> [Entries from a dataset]
>> begin

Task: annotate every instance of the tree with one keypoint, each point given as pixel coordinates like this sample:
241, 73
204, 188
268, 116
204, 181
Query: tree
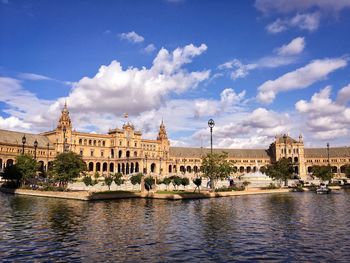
149, 182
87, 180
347, 170
176, 180
215, 166
198, 183
185, 181
109, 181
66, 167
24, 169
166, 181
281, 170
323, 172
118, 179
136, 179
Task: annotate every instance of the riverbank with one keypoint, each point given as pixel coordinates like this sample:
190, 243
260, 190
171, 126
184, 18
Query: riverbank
92, 196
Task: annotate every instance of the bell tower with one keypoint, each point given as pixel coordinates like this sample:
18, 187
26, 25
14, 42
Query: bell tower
64, 130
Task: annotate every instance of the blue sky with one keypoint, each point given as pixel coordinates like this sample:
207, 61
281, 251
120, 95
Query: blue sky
258, 68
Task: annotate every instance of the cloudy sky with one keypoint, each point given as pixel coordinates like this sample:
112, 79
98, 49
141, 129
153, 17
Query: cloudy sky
258, 68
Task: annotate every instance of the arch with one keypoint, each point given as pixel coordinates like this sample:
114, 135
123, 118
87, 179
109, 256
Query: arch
182, 169
91, 166
41, 166
334, 169
153, 167
98, 167
104, 167
127, 168
132, 168
9, 162
137, 167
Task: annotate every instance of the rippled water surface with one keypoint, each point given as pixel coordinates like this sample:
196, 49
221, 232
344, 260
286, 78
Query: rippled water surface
276, 227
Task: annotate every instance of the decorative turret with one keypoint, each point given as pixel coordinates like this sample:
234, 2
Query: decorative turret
64, 122
162, 132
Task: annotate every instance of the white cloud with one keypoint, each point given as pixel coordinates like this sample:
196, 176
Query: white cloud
287, 6
132, 37
32, 76
344, 95
135, 90
325, 119
149, 48
295, 47
300, 78
286, 55
307, 21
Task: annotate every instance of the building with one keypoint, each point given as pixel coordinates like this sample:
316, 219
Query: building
125, 151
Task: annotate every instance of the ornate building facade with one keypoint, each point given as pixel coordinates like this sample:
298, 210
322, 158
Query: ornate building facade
125, 151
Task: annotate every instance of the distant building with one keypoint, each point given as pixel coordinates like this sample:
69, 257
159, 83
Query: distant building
124, 151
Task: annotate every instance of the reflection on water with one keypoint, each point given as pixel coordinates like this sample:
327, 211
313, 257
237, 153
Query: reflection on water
278, 227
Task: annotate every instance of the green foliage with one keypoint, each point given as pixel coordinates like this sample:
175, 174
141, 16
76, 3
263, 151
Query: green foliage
281, 170
347, 170
185, 181
149, 182
136, 179
215, 166
176, 180
67, 166
118, 179
167, 182
108, 181
323, 172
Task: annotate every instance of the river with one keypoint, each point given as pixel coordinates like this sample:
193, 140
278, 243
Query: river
289, 227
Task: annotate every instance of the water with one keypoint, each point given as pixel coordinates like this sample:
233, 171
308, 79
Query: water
290, 227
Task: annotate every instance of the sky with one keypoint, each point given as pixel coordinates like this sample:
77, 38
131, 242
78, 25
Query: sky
258, 68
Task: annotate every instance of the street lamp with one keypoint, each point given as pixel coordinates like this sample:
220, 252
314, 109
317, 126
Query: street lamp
23, 143
329, 163
47, 156
35, 146
211, 124
64, 138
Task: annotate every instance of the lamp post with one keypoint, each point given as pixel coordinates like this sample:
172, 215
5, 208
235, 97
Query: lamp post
285, 145
23, 143
35, 146
64, 138
47, 156
329, 163
211, 125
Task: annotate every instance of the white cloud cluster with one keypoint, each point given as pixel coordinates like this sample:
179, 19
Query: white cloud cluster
300, 78
306, 21
285, 55
325, 118
132, 37
135, 90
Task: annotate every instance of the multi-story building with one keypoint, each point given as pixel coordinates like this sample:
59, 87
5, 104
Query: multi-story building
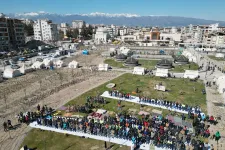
78, 24
64, 27
11, 33
102, 35
28, 21
45, 30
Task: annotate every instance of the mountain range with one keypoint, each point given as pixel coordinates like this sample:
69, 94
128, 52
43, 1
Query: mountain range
117, 19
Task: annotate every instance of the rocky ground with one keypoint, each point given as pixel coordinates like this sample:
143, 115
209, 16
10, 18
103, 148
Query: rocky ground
46, 87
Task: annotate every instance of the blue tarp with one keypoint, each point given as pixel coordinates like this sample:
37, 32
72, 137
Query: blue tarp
85, 52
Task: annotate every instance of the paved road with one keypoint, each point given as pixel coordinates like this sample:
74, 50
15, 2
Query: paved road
214, 100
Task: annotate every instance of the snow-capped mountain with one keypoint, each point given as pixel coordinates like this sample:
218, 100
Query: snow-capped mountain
117, 19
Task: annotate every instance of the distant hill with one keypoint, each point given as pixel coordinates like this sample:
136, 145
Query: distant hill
118, 19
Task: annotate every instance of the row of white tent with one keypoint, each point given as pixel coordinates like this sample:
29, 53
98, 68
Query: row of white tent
206, 49
190, 56
46, 63
160, 72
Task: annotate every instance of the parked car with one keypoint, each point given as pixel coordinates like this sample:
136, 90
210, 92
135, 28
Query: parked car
39, 59
15, 66
22, 59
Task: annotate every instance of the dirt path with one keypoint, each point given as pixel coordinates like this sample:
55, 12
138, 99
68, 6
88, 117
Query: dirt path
56, 100
215, 102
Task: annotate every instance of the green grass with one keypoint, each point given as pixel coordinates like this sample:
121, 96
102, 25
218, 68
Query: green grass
148, 64
182, 68
215, 58
129, 83
114, 63
56, 141
125, 83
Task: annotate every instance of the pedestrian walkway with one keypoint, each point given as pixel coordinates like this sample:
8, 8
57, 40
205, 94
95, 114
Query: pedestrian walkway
86, 135
136, 100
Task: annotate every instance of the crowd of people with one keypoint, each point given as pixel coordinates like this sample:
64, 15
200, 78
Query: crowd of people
155, 130
168, 104
91, 102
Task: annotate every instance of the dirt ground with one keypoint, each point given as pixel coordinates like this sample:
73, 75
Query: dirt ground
46, 87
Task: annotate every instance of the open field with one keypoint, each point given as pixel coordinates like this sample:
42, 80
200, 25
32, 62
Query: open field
114, 63
148, 64
56, 141
215, 58
182, 68
129, 83
46, 87
125, 83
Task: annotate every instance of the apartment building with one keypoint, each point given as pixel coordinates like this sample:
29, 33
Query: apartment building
11, 33
64, 27
45, 30
78, 24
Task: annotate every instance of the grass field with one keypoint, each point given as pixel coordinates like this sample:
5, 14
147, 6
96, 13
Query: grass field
215, 58
129, 83
148, 64
126, 83
46, 140
114, 63
182, 68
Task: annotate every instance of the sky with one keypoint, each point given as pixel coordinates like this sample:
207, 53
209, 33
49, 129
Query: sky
205, 9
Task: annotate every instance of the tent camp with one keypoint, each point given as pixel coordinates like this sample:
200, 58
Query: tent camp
139, 70
48, 63
160, 72
124, 50
73, 64
103, 67
10, 73
85, 52
59, 64
219, 55
220, 82
191, 74
38, 65
24, 69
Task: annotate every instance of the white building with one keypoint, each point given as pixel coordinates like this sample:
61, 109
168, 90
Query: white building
129, 38
78, 24
170, 36
123, 31
45, 30
101, 35
64, 28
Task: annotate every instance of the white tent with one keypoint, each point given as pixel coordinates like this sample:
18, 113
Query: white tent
73, 64
190, 56
47, 62
25, 69
124, 50
103, 67
219, 55
160, 72
38, 65
139, 70
10, 73
221, 84
59, 64
191, 74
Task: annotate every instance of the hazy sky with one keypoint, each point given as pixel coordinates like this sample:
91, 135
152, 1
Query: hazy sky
206, 9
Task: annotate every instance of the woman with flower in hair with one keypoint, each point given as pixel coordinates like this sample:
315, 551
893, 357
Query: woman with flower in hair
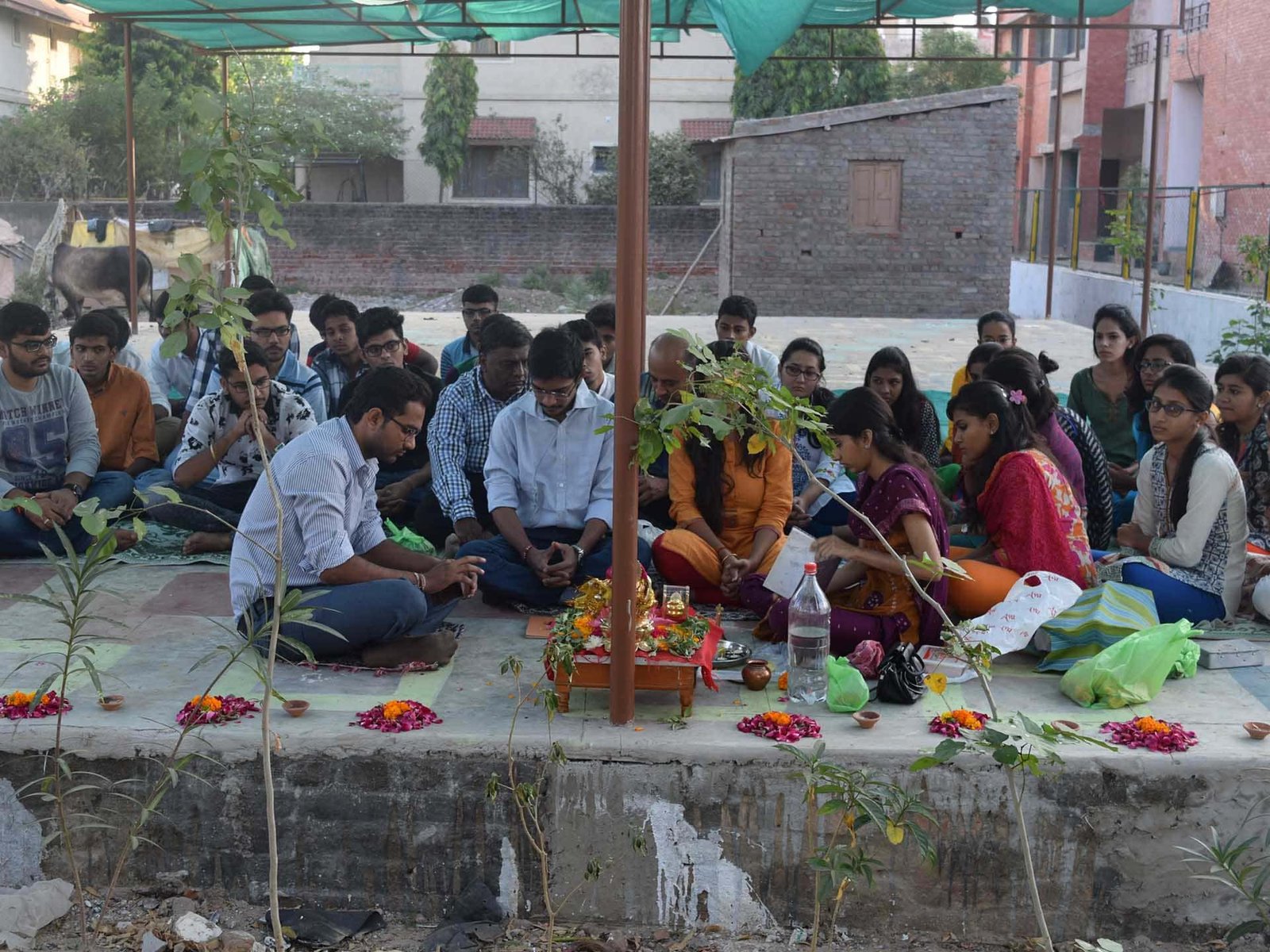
1018, 495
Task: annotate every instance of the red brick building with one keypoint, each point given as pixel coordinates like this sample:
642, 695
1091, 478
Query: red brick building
1214, 125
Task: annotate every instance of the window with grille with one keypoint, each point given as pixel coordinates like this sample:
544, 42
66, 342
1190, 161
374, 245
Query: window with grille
495, 171
876, 197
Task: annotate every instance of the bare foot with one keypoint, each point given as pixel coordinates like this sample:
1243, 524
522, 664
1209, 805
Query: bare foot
437, 647
209, 543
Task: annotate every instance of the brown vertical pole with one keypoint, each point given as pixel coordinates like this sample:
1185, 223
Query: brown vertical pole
1149, 245
131, 163
229, 235
633, 84
1056, 171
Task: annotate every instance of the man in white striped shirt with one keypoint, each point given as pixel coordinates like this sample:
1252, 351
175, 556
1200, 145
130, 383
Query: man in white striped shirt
384, 600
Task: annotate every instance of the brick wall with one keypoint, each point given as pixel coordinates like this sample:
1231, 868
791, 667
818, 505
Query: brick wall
436, 248
787, 240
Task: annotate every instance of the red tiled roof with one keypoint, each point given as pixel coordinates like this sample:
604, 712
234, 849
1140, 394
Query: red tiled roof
705, 130
501, 129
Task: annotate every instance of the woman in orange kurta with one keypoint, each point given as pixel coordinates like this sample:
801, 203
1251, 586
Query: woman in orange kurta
729, 508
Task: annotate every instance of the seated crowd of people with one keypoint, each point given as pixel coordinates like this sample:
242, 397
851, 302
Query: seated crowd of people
498, 456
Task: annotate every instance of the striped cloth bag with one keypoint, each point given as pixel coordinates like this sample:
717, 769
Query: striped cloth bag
1100, 617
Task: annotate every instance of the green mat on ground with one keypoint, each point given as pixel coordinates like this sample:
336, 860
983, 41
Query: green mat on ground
162, 546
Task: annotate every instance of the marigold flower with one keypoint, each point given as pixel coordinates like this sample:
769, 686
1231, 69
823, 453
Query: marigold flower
1153, 725
937, 682
395, 708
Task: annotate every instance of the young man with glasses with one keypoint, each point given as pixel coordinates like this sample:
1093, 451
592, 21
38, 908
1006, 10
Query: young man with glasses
220, 442
400, 484
479, 302
48, 443
549, 479
368, 596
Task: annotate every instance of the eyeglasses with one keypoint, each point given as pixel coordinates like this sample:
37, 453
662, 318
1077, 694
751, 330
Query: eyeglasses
803, 372
1174, 410
389, 347
563, 393
35, 347
241, 387
408, 432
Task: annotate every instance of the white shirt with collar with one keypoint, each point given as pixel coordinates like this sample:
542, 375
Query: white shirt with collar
552, 474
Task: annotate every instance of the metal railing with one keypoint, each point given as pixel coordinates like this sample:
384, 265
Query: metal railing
1197, 232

>> end

> [INSTRUCTIONS TO FOLLOW]
Write the lines out exactly, from the one with "Task: annotate every instance of the eyeglasses" down to the last line of the listing, and leave out all others.

> [THE REPLY]
Task: annotate every instance of the eyeglasses with one keypoint, each point given as pixel coordinates like this sample:
37, 453
662, 318
1077, 694
751, 330
Query: eyeglasses
803, 372
1174, 410
389, 347
563, 393
35, 347
241, 387
408, 432
Task: annotate every instance of the white shirt with collar with one keypoint, each point given as pixel coordinates like this sample:
542, 375
Query: white shirt with collar
552, 474
Task: annotate every instance of the metal railing with one keypoint, each point given as pixel coordinates like this sample:
384, 265
Query: metal railing
1197, 232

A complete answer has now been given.